Contour annotation records
# # # # #

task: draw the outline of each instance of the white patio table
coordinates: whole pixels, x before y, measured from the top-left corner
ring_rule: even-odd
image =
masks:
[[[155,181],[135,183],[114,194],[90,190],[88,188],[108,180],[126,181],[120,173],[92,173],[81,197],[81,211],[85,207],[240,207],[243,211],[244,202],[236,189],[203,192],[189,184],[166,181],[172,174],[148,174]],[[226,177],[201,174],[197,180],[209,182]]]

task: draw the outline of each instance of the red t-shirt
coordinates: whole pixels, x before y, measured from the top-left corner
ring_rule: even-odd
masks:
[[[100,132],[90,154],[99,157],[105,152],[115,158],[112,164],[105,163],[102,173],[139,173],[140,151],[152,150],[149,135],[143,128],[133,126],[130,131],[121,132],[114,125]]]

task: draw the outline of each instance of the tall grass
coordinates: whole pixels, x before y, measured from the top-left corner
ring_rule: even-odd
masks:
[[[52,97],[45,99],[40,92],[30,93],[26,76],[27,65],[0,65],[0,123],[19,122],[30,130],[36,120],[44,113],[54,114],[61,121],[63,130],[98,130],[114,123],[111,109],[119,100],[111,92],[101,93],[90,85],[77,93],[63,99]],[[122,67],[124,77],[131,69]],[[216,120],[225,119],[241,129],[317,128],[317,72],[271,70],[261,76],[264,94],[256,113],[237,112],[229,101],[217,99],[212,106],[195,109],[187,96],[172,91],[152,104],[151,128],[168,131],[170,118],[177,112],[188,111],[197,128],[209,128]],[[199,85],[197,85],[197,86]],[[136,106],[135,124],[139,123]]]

# # # # #

## WHAT NEEDS TO BE DONE
Copy these lines over exactly, from first to last.

## RESULT
task: draw the outline of each instance of the white patio table
coordinates: whole pixels, x before y, measured from the top-left corner
ring_rule: even-odd
image =
masks:
[[[155,181],[135,183],[114,194],[90,190],[88,188],[108,180],[126,181],[120,173],[92,173],[81,197],[81,211],[85,207],[240,207],[243,211],[244,202],[236,189],[203,192],[189,184],[166,181],[172,174],[148,174]],[[226,177],[201,174],[197,180],[209,182]]]

task: draw the outline of each instance of the red t-shirt
coordinates: whole pixels, x before y, measured from the top-left corner
ring_rule: even-odd
masks:
[[[100,132],[90,154],[99,157],[105,152],[115,158],[112,164],[105,163],[102,173],[139,173],[140,151],[152,150],[149,135],[143,128],[133,126],[130,131],[121,132],[114,125]]]

task: draw the outline of each instance of the tall grass
coordinates: whole pixels, x before y, measured from the top-left corner
ring_rule: even-odd
masks:
[[[52,97],[45,99],[40,92],[30,93],[26,76],[27,65],[0,65],[0,123],[19,122],[30,130],[36,120],[44,113],[54,114],[61,121],[63,130],[98,130],[114,123],[111,109],[119,100],[111,92],[101,93],[90,85],[77,93],[63,99]],[[122,67],[124,77],[131,69]],[[216,120],[225,119],[241,129],[317,128],[317,72],[271,70],[261,76],[264,94],[256,113],[237,112],[229,101],[217,99],[212,106],[195,109],[187,96],[172,91],[152,104],[151,128],[168,131],[170,118],[177,112],[188,111],[197,128],[209,128]],[[199,85],[197,85],[197,86]],[[136,106],[135,124],[139,123]]]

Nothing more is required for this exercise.